=== Instructions to follow ===
Locate each line in the data below that contains the word "door" and copy those lines in full.
◇ ◇ ◇ ◇ ◇
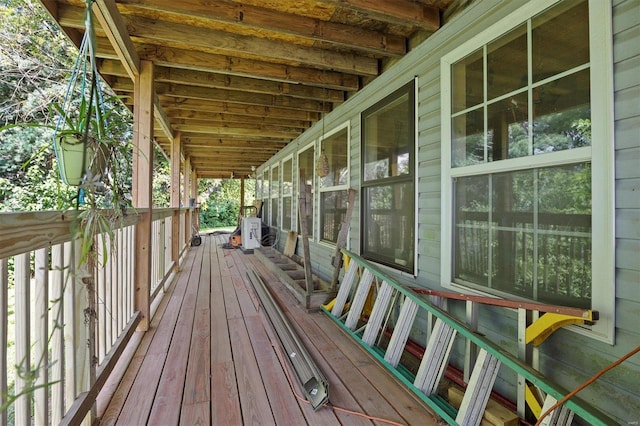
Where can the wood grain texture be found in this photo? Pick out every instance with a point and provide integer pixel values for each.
(210, 357)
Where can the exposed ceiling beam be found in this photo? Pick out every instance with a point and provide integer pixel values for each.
(116, 30)
(209, 62)
(186, 36)
(161, 118)
(191, 92)
(187, 58)
(401, 12)
(247, 130)
(148, 31)
(263, 19)
(184, 114)
(170, 102)
(237, 124)
(231, 82)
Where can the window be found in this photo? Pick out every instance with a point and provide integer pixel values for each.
(275, 196)
(333, 175)
(529, 155)
(287, 192)
(265, 196)
(388, 211)
(306, 167)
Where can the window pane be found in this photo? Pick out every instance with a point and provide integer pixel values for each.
(259, 186)
(287, 177)
(286, 213)
(512, 207)
(560, 39)
(306, 165)
(467, 78)
(388, 140)
(562, 114)
(265, 185)
(471, 230)
(388, 225)
(468, 139)
(334, 148)
(526, 233)
(508, 128)
(334, 208)
(564, 237)
(507, 63)
(275, 181)
(274, 212)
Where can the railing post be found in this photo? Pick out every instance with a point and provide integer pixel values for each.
(4, 315)
(142, 180)
(22, 339)
(40, 347)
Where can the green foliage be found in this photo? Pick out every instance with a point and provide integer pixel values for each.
(161, 180)
(220, 201)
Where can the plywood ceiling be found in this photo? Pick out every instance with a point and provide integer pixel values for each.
(240, 80)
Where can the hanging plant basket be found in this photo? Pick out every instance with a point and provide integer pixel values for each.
(77, 158)
(82, 127)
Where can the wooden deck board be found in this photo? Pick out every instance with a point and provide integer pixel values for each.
(209, 358)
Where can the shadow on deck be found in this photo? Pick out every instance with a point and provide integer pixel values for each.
(209, 359)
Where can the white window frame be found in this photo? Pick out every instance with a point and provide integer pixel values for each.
(346, 125)
(275, 194)
(600, 154)
(296, 217)
(285, 195)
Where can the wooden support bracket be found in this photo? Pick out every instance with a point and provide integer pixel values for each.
(547, 324)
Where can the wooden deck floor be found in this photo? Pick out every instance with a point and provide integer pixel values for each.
(208, 358)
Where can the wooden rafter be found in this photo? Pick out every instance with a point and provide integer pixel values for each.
(246, 76)
(272, 21)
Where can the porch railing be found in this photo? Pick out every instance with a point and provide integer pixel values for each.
(48, 370)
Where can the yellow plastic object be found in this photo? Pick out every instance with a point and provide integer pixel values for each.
(547, 324)
(329, 305)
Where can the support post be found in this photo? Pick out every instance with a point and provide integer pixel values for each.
(241, 194)
(185, 200)
(142, 184)
(174, 201)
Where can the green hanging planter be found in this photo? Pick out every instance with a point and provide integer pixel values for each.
(76, 159)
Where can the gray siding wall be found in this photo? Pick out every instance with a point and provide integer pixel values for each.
(566, 357)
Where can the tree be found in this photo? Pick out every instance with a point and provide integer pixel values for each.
(220, 201)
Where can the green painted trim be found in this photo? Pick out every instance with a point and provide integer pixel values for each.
(441, 407)
(579, 407)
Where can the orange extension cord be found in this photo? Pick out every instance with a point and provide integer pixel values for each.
(587, 383)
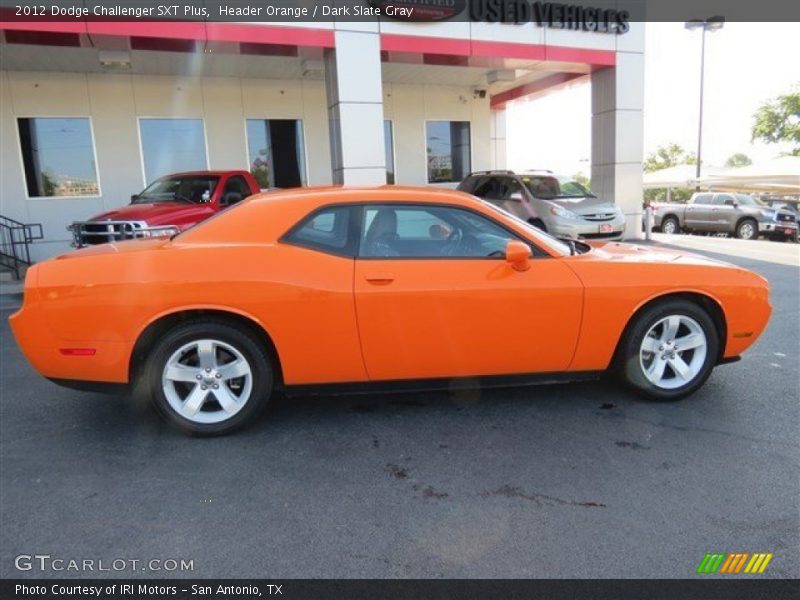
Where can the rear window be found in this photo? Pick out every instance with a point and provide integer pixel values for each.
(327, 230)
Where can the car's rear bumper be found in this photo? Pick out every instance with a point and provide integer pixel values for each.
(786, 228)
(56, 358)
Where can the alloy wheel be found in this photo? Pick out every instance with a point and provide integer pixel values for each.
(746, 231)
(669, 227)
(207, 381)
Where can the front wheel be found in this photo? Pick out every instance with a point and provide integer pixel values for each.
(207, 377)
(669, 351)
(670, 226)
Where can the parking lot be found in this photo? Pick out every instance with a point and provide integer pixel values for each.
(578, 480)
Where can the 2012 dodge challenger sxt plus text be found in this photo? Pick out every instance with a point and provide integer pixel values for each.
(386, 287)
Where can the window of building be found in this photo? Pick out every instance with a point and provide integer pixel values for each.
(172, 146)
(58, 157)
(276, 152)
(393, 231)
(388, 140)
(448, 151)
(327, 230)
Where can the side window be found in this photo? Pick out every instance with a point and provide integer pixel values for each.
(512, 190)
(703, 199)
(469, 184)
(236, 190)
(327, 230)
(723, 200)
(397, 231)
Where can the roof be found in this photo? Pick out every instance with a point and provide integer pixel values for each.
(367, 193)
(218, 173)
(778, 175)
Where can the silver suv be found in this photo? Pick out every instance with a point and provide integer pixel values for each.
(558, 205)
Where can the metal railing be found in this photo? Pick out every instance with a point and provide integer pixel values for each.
(15, 240)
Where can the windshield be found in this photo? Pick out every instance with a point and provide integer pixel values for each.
(744, 200)
(549, 187)
(535, 232)
(194, 189)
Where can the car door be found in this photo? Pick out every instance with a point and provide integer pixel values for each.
(698, 214)
(436, 299)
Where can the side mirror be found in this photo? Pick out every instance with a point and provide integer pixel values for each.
(518, 255)
(231, 198)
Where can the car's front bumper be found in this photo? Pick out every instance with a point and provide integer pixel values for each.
(589, 230)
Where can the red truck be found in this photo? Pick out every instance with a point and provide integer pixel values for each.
(167, 206)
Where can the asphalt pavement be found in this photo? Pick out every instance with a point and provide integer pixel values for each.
(576, 480)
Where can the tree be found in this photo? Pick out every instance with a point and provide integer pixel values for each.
(778, 121)
(738, 160)
(665, 157)
(668, 156)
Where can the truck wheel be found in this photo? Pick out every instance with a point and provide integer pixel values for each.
(669, 351)
(208, 378)
(670, 226)
(747, 229)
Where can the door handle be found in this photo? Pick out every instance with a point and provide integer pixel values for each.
(379, 278)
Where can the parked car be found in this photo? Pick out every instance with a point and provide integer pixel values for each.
(735, 214)
(558, 205)
(167, 206)
(338, 288)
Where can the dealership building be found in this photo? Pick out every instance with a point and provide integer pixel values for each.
(92, 111)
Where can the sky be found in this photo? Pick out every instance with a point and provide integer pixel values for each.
(746, 65)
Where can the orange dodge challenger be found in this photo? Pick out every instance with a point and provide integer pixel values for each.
(387, 287)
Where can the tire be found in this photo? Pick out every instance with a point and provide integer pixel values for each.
(539, 224)
(747, 229)
(639, 367)
(670, 226)
(219, 404)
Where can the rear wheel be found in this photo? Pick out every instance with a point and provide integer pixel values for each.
(670, 226)
(747, 230)
(669, 350)
(207, 377)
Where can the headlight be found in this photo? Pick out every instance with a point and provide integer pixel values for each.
(165, 231)
(562, 212)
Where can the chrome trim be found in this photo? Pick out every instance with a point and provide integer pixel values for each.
(91, 233)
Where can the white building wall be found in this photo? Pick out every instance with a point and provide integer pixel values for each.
(115, 102)
(617, 129)
(410, 106)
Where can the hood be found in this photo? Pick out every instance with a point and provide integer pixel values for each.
(586, 205)
(620, 251)
(158, 213)
(115, 248)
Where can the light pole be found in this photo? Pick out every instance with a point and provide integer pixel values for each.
(710, 24)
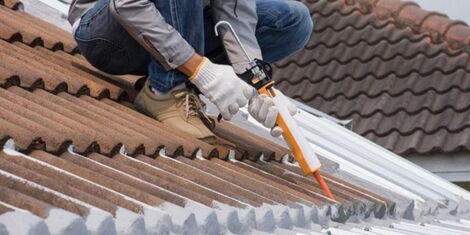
◇ ◇ ◇ ◇ ◇
=== Exercise output ===
Where can the car door be found in this photo? Pick out every instance with a point and provide integer pixel values for each.
Where can the door handle be found in this photo? Pick out every instance with a point and provide integer pixel values for each.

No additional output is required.